§ **What is expected**: Reproduce all of the data that follows, character for character.

§ **Entries provided**:
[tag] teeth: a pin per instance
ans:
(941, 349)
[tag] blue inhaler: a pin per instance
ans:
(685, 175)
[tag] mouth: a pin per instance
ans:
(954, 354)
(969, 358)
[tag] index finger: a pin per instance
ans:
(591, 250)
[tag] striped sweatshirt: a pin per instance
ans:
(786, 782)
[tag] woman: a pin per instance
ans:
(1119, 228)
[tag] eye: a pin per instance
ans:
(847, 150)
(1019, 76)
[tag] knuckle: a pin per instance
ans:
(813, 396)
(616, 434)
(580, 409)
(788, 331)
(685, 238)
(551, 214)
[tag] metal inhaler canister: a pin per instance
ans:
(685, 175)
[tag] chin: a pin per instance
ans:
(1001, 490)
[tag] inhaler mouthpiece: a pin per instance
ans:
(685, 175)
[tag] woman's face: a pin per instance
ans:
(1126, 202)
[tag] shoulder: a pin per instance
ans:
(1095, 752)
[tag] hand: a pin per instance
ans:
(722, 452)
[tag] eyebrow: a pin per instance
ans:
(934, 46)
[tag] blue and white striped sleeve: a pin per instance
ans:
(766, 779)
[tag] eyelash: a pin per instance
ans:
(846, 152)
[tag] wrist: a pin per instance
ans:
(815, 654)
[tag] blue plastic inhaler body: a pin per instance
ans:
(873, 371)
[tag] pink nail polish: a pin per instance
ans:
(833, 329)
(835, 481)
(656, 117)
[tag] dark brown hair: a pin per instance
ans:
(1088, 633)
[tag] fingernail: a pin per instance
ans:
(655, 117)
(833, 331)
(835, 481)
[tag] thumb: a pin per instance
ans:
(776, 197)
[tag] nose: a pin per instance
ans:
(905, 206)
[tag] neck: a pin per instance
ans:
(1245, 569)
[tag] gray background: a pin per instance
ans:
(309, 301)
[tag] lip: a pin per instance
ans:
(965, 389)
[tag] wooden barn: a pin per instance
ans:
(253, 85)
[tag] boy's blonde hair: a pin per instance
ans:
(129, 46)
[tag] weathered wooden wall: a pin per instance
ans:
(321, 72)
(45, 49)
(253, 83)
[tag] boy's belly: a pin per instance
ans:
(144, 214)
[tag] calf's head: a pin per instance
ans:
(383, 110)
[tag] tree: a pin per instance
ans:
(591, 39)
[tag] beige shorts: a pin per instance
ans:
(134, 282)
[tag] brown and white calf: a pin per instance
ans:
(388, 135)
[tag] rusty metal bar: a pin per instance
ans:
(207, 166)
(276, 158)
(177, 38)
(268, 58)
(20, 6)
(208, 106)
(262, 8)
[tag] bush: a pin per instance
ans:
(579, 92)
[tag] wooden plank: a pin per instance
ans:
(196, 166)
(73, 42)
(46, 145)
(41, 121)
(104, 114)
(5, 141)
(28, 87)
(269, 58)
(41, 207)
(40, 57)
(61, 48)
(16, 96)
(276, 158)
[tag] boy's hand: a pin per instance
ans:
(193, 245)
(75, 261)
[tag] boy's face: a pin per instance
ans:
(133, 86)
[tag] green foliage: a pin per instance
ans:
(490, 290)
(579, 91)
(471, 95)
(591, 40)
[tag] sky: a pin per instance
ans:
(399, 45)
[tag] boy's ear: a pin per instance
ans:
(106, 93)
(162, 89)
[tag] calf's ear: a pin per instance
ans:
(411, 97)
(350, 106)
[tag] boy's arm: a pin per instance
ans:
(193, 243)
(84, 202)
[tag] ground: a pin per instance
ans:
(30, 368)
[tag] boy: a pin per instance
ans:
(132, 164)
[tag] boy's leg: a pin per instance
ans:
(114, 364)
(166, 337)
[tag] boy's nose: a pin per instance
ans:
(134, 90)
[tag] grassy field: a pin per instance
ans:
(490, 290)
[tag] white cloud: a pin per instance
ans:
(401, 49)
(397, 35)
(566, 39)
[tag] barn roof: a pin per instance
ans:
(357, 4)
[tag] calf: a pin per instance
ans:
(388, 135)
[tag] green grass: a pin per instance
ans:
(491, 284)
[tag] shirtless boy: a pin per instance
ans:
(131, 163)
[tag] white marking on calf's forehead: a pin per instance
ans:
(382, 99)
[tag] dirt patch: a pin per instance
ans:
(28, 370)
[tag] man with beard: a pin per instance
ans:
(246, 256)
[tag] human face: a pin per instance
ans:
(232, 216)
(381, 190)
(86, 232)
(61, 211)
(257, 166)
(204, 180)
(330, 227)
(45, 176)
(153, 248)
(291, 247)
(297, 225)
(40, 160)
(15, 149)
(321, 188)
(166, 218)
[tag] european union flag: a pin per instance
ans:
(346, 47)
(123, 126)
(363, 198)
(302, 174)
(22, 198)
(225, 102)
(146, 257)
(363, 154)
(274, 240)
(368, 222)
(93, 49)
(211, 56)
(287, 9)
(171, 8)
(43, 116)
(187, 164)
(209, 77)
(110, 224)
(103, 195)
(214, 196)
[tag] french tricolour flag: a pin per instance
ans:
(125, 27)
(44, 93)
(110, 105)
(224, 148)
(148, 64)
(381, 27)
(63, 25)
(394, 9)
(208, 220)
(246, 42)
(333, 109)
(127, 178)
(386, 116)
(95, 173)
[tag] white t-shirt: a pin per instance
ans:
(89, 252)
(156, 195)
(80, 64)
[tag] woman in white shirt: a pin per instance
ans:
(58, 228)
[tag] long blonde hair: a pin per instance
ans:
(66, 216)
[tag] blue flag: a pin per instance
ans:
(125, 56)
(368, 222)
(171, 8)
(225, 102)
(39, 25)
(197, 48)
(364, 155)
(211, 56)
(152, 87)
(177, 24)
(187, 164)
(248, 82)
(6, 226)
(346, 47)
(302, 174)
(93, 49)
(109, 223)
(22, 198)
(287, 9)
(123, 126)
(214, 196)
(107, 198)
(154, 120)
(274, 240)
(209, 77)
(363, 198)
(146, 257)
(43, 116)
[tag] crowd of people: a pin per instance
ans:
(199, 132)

§ **Solution for this problem**:
[tag] teeth: a pin per instance
ans:
(941, 349)
[tag] blue inhaler: a pin per instance
ans:
(685, 175)
[tag] mouth: a pin per instance
ans:
(954, 354)
(969, 358)
[tag] index finger: a pin per instance
ans:
(591, 250)
[tag] striped sweatshirt: a pin per instance
ans:
(786, 782)
[tag] woman: a pin per instance
ans:
(1119, 228)
[tag] eye: a pin per instance
ans:
(847, 150)
(1019, 76)
[tag] knuckle: a pin per instance
ans:
(813, 396)
(616, 434)
(580, 409)
(788, 331)
(685, 238)
(551, 214)
[tag] metal inhaler canister: a pin per instance
ans:
(685, 175)
[tag] chin: a pin per instance
ans:
(1001, 490)
[tag] inhaler mouthpiece: a pin per instance
ans:
(685, 175)
[tag] woman's face: a pin per instance
ans:
(1126, 202)
[tag] shoulder: a pin per instance
ans:
(1095, 752)
[tag] hand: a pin per instance
ans:
(722, 452)
[tag] eyebrow: a pin per instance
ans:
(934, 46)
[tag] blue and white striped sleeve: a pin per instance
ans:
(766, 779)
[tag] eyelash: a pin per instance
ans:
(846, 152)
[tag] wrist: a pin per instance
ans:
(815, 654)
[tag] blue plastic inhaler body: a pin per instance
ans:
(873, 371)
[tag] pink nail polish: a pin per instance
ans:
(833, 329)
(835, 481)
(656, 117)
[tag] dark brown hair: a pin per instance
ans:
(1088, 633)
[tag] fingernail: a pin per instance
ans:
(655, 117)
(833, 331)
(835, 481)
[tag] thumb: a pin per instance
ans:
(776, 197)
[tag] nose: a pin per instance
ans:
(905, 206)
[tag] neck: a pin per instance
ans:
(1245, 569)
[tag] gray background: a pin per instance
ans:
(309, 301)
[tag] lip: a pin per instance
ans:
(965, 389)
[tag] wooden barn: a pin per instance
ans:
(253, 85)
[tag] boy's blonde hair: a pin per instance
ans:
(129, 46)
[tag] weathered wooden wall: a pin per instance
ans:
(321, 72)
(45, 49)
(253, 83)
[tag] boy's belly: a pin per instance
ans:
(144, 214)
[tag] calf's head: a pin per instance
ans:
(383, 110)
[tag] tree: a pin per instance
ans:
(591, 39)
[tag] beige shorts: a pin per instance
ans:
(134, 282)
[tag] brown and white calf: a pin per instance
ans:
(388, 135)
[tag] rusty metal bar: a pin per instance
ans:
(207, 166)
(276, 158)
(177, 38)
(268, 58)
(20, 6)
(208, 106)
(262, 8)
[tag] bush: a pin per instance
ans:
(579, 92)
[tag] wooden plank: a pin per instance
ans:
(196, 166)
(73, 42)
(46, 145)
(41, 121)
(104, 114)
(5, 141)
(28, 87)
(269, 58)
(41, 207)
(40, 57)
(61, 48)
(16, 96)
(276, 158)
[tag] boy's hand: a pin per instance
ans:
(193, 245)
(75, 261)
[tag] boy's face: a pin per instance
ans:
(133, 86)
[tag] green foliage: a pin per instance
ans:
(490, 290)
(579, 91)
(471, 95)
(591, 40)
[tag] sky: a pin per instance
ans:
(399, 45)
[tag] boy's ear: a pin per instance
ans:
(106, 93)
(162, 89)
[tag] calf's ear: a pin per instance
ans:
(411, 97)
(350, 106)
[tag] boy's arm: a pin per instance
ans:
(193, 243)
(84, 202)
[tag] ground: a pin per instance
ans:
(30, 368)
[tag] boy: a pin per instance
ans:
(132, 164)
[tag] boy's leg: a pin per instance
ans:
(114, 364)
(166, 337)
[tag] boy's nose: a pin per instance
ans:
(134, 90)
[tag] grassy field: a pin per instance
ans:
(490, 290)
[tag] white cloud: a pin per instance
ans:
(401, 49)
(397, 35)
(566, 39)
[tag] barn roof: a pin per instance
ans:
(357, 4)
[tag] calf: a pin per instance
ans:
(388, 135)
[tag] green grass: a pin per instance
ans:
(491, 284)
[tag] shirtless boy: a pin per instance
ans:
(131, 163)
[tag] white marking on calf's forehead: a pin per instance
ans:
(382, 99)
[tag] dirt patch: a pin per instance
ans:
(28, 370)
[tag] man with beard: a pin per instance
ans:
(246, 256)
[tag] human face: a pin per instance
ans:
(232, 216)
(381, 190)
(86, 232)
(61, 211)
(257, 166)
(204, 180)
(330, 227)
(45, 176)
(153, 248)
(291, 247)
(297, 225)
(40, 160)
(15, 149)
(321, 188)
(166, 218)
[tag] european union flag: a pin per instance
ans:
(346, 47)
(123, 126)
(363, 198)
(302, 174)
(22, 198)
(225, 102)
(146, 257)
(363, 154)
(274, 240)
(368, 222)
(93, 49)
(211, 56)
(287, 9)
(171, 8)
(43, 116)
(187, 164)
(209, 77)
(110, 224)
(103, 195)
(214, 196)
[tag] french tricolour flag: a pin per instance
ans:
(125, 27)
(44, 93)
(110, 105)
(224, 148)
(148, 64)
(381, 27)
(63, 25)
(394, 9)
(208, 220)
(246, 42)
(333, 109)
(127, 178)
(386, 116)
(95, 173)
[tag] white t-shirt: a pin per instance
ans:
(89, 252)
(156, 195)
(80, 64)
[tag] woman in white shirt: a pin per instance
ans:
(58, 228)
[tag] long blonde hair: a pin per instance
ans:
(66, 216)
[tag] blue flag: a pin per instance
ans:
(125, 56)
(368, 222)
(171, 8)
(225, 102)
(39, 25)
(197, 48)
(364, 155)
(211, 56)
(152, 87)
(177, 24)
(187, 164)
(248, 82)
(6, 226)
(346, 47)
(302, 174)
(93, 49)
(109, 223)
(22, 198)
(287, 9)
(123, 126)
(214, 196)
(107, 198)
(154, 120)
(274, 240)
(209, 77)
(363, 198)
(146, 257)
(43, 116)
[tag] crowd of people: a pin per instance
ans:
(199, 132)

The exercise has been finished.